_PROBLEM_. Please sum up the article on Ayatollah Khamenei's health and succession in two sentences.

_GIVEN PASSAGE_.
Sunday 14 September 2014

Ill-Health: An Excuse to Choose a Successor?

Rooz Online

Ayatollah Khamenei’s surgery this week that came a week after the 16th gathering of the Experts Assembly on Leadership may indicate to the assembly members that they need to be doing what one of their peers has suggested just a few weeks ago.

Similarly, this may indicate why during the last Assembly meeting no elections took place for its leadership. Iran’s leader ayatollah Khamenei went to hospital just a week after meeting the Assembly members.

Earlier in April, Gorban-Ali Dori Najafabadi, the deputy chairman of the Experts Assembly that is constitutionally tasked to select the supreme leader of Iran, had said, “… we must be thinking about the days after him (ayatollah Khamenei).” He mentioned how “smooth” the last transition from ayatollah Khomeini to ayatollah Khamenei had been, something that had been “easily accepted by all social strata.”

Ayatollah Khamenei is 75 years old. By the end of the fifth session of the Assembly he will be about 84 years old, an age that may force the Assembly members to think about his successor.

After this week’s surgery, Khamenei’s doctor Ali-Reza Marandi said that the ayatollah had to reduce his work in the coming weeks and “stop some of them altogether.”

_DATASET EXCERPT_.
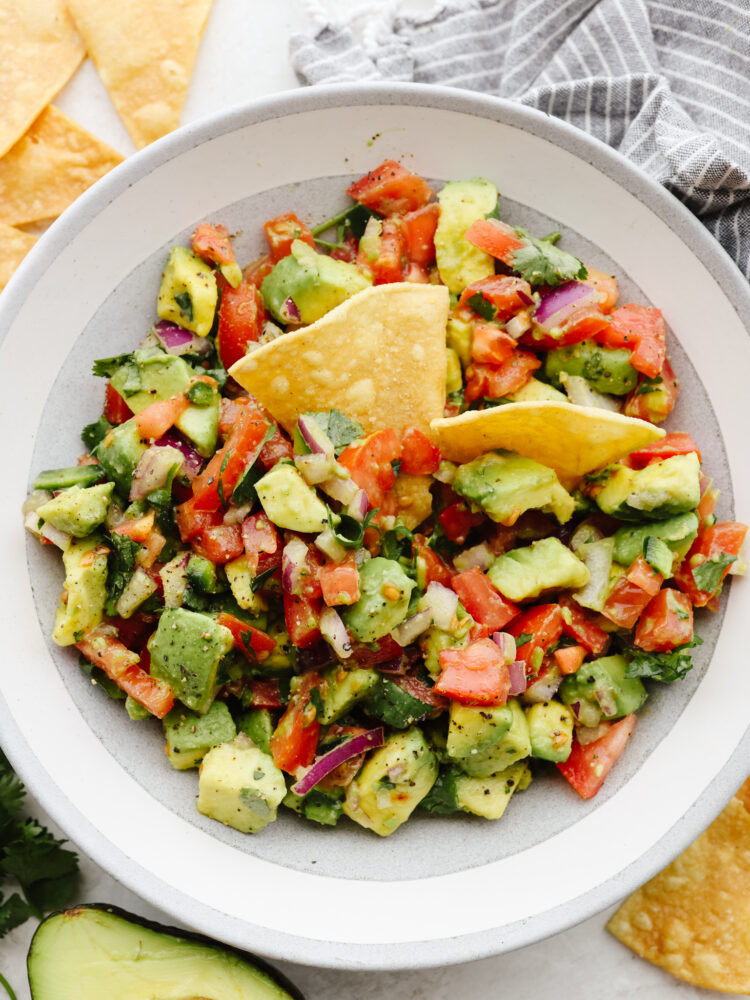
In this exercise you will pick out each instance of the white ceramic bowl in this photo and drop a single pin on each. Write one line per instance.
(442, 889)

_ANSWER SPACE_. Ayatollah Khamenei, who is 75, had surgery a week after meeting the Experts Assembly, the body constitutionally tasked with selecting Iran's supreme leader, and his doctor said he must reduce his work in the coming weeks. The surgery may signal to Assembly members that they need to think about his successor, as deputy chairman Gorban-Ali Dori Najafabadi urged in April, and may explain why no elections for the Assembly's leadership took place at its last meeting.